▶ Vorliegender Text
Wie sich nun ein Jahr später gezeigt hat, kam jener Protest zur rechten Zeit. Womöglich erfolgte er sogar zu spät. Jedenfalls zeigten die Ereignisse vom 11. bis 15. Dezember in Moskau und anderen Städten, dass der Nazismus sein Haupt keinesfalls gesenkt hat, dass ultrarechte Ideen Eingang in das Denken vieler Jugendlicher gefunden haben und diese während der Jelzinschen und Putinschen Ära mit geringer Bildung und schlechter Erziehung ausgestattete Massen bereit sind zu Gewalttaten zu schreiten. Es ertönte das halbvergessene und überaus antiquierte Wort „Pogrom“, es fehlte nicht mehr viel und die Menge auf dem Manezhnaja-Platz wäre zu einem echten Pogrom übergegangen, die Menge am Kiewer Bahnhof vier Tage später zeigte Bereitschaft sich zu prügeln, mit Messern auf andere einzustechen und zu schießen.

In jenen Tagen ertönte ausserdem die Frage, wo denn die Antifaschist_innen abgeblieben sind? Warum haben sie nicht ein lebendiges Schutzschild gegen die aufgebrachten Nazis gebildet? Antworten auf diese Frage gibt es mehrere und die wohl bedeutsamste von ihnen lautet: Versucht doch selbst Euch in den Weg zu stellen und versucht überhaupt euch zu organisieren um einer aggressiven Menge gegenüber Widerstand zu leisten, nämlich mordenden und schlagenden Nazis, unter der Bedingung, dass euch gegenüber eine regelrechte Hetzjagd eröffnet wurde. Denn unter solchen Bedingungen existierte die antifaschistische Jugendbewegung in der zweiten Jahreshälfte 2010. Hausdurchsuchungen, massenhaft angelegte Razzien auf Konzerten, Festnahmen, Verhöre unter Prügel – all dass bestimmte die Realität der Antifa und nicht die Bildungsarbeit in jugendlichen Kreisen, nicht die Durchführung kultureller Veranstaltungen, nicht die Herausgabe von Literatur und nicht einmal Turniere für Kampfsport und Fussball, welche junge Antifaschist_innen noch im Jahr 2009 regelmäßig organisierten.

▶ Datensätze
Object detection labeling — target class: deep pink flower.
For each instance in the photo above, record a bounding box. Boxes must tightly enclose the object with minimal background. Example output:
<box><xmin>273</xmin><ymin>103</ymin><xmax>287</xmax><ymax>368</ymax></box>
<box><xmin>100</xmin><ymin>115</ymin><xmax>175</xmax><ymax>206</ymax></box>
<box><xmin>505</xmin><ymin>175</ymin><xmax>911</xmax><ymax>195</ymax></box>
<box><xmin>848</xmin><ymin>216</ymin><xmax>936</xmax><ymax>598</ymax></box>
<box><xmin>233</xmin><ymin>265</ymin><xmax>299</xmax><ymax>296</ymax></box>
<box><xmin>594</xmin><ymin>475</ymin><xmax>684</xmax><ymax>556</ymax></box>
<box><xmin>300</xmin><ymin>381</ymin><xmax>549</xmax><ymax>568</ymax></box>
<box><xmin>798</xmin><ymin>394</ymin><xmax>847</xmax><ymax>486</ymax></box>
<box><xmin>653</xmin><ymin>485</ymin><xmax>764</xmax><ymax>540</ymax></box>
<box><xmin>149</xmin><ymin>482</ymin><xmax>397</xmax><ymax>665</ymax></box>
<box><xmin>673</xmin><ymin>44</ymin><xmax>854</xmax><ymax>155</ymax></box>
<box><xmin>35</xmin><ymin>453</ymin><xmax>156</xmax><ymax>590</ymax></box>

▶ Übungsaufgaben
(a) Entscheide für jede der folgenden Aussagen, ob sie mit dem vorliegenden Text übereinstimmt, und belege jede Antwort mit den entscheidenden Worten aus dem Text.
(i) Die Ereignisse in Moskau und anderen Städten fanden vom 11. bis 15. Dezember statt.
(ii) Die Menge auf dem Manezhnaja-Platz ging zu einem echten Pogrom über.
(iii) Junge Antifaschist_innen organisierten im Jahr 2009 regelmäßig Turniere für Kampfsport und Fußball.
(b) Beantworte die folgenden Fragen kurz anhand des vorliegenden Textes.
(i) Wo zeigte eine Menge vier Tage später Bereitschaft, sich zu prügeln?
(ii) In welchem Zeitraum existierte die antifaschistische Jugendbewegung unter den beschriebenen Bedingungen?
(iii) Welches halbvergessene Wort ertönte laut Text?

▶ Lösungen in Reihenfolge
(a)
(i) Ja: „die Ereignisse vom 11. bis 15. Dezember in Moskau und anderen Städten“
(ii) Nein: „es fehlte nicht mehr viel und die Menge auf dem Manezhnaja-Platz wäre zu einem echten Pogrom übergegangen“
(iii) Ja: „Turniere für Kampfsport und Fussball, welche junge Antifaschist_innen noch im Jahr 2009 regelmäßig organisierten“

(b)
(i) Am Kiewer Bahnhof
(ii) In der zweiten Jahreshälfte 2010
(iii) „Pogrom“